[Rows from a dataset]
%%

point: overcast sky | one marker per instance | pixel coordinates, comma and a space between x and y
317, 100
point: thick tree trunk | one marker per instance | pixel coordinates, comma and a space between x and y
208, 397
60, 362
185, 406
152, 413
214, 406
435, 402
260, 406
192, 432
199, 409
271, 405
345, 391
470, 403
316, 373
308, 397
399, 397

%%

PROMPT –
Copy all the lines of the material above, requests included, adding 68 to each x and y value of the pixel coordinates.

WORKED SOLUTION –
point: overcast sky | one marker per instance | pixel coordinates, comma and a space between x and y
385, 168
point: thick tree trunk | one marker per instance | pixel coordinates, comma and a space between x and y
276, 465
128, 430
253, 474
220, 481
282, 474
503, 470
328, 474
260, 500
267, 477
339, 473
413, 459
538, 471
384, 441
376, 465
467, 465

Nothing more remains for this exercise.